(Beginning of INPUT DATA)
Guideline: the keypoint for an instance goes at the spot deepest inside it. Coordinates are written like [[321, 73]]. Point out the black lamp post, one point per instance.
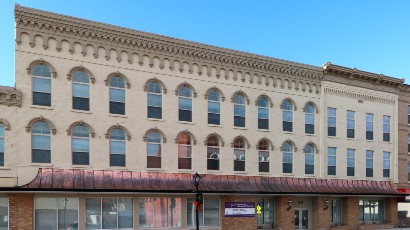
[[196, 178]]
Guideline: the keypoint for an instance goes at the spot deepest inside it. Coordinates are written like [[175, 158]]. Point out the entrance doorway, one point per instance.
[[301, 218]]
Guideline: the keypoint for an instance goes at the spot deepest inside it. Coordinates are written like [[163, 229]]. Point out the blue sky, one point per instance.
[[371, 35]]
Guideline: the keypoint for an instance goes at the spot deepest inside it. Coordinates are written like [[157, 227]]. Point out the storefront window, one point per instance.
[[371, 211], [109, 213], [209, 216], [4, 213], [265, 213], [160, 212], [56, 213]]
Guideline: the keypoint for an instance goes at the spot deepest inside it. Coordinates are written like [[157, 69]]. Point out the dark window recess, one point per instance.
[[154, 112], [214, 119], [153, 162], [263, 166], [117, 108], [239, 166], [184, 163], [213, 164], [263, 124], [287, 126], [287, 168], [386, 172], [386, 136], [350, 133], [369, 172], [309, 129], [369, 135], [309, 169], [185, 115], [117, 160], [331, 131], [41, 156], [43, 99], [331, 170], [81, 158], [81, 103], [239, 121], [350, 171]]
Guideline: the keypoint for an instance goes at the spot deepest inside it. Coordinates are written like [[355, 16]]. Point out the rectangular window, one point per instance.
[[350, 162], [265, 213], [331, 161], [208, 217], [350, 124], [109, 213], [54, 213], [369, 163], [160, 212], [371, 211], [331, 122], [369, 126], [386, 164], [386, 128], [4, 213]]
(End of INPUT DATA)
(Beginning of INPUT DATA)
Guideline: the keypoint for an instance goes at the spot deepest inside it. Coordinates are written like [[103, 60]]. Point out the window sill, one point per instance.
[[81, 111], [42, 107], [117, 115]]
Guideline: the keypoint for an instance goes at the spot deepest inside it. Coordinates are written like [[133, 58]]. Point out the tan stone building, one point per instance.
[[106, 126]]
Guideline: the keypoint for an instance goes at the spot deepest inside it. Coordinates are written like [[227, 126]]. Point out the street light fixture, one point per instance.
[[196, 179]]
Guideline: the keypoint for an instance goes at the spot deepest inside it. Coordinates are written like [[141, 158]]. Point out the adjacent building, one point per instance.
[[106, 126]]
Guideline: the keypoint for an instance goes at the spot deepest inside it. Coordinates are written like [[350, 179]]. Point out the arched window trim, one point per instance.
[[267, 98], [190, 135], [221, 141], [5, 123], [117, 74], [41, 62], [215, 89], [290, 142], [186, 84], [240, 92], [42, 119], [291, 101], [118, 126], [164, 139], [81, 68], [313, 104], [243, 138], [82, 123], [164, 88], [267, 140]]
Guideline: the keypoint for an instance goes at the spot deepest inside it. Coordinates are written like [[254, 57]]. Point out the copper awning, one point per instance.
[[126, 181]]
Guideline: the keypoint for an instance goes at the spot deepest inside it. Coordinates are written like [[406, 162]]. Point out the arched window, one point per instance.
(End of INPUT DATA)
REQUIRED WORK: Copy out each line of the data above, exactly, if it lies between the line holding "stone building, one point per instance." and the line holding "arched window, one point per instance.", inclusive; copy no other line.

OUTPUT OF THE EXERCISE:
Guideline: the keypoint for an instance goes at the spot deepest inside it. Coordinates are written like [[133, 58]]. Point out the tan stone building, one point per instance.
[[106, 126]]
Guideline: the keypoint for an instance goes at the spot deepest inside it. Coordinates are written like [[227, 126]]. Point out the street light fixture, one point per instance.
[[196, 179]]
Guideline: the keypoint for an instance goes at the spot deepest inside it. Coordinates are written like [[141, 158]]. Point out the adjacent building, one point per instance.
[[106, 126]]
Guideline: the keypoint for an instance goes at the spot deepest inside it. Coordinates are written like [[350, 179]]. Point out the arched window trim, one point per instance.
[[267, 98], [190, 135], [221, 141], [5, 123], [117, 74], [41, 62], [215, 89], [290, 142], [186, 84], [240, 92], [42, 119], [291, 101], [118, 126], [164, 139], [81, 68], [313, 104], [243, 138], [82, 123], [164, 88], [267, 140]]
Guideline: the keypoint for an instance goes at the spot deepest inside it. Coordinates are written like [[254, 57]]. Point out the copper awning, one point per instance.
[[126, 181]]
Guideline: the keypoint for an instance goes at the spot deepest inside it. Coordinates are written like [[406, 162]]. Point out the arched window, one point per instance.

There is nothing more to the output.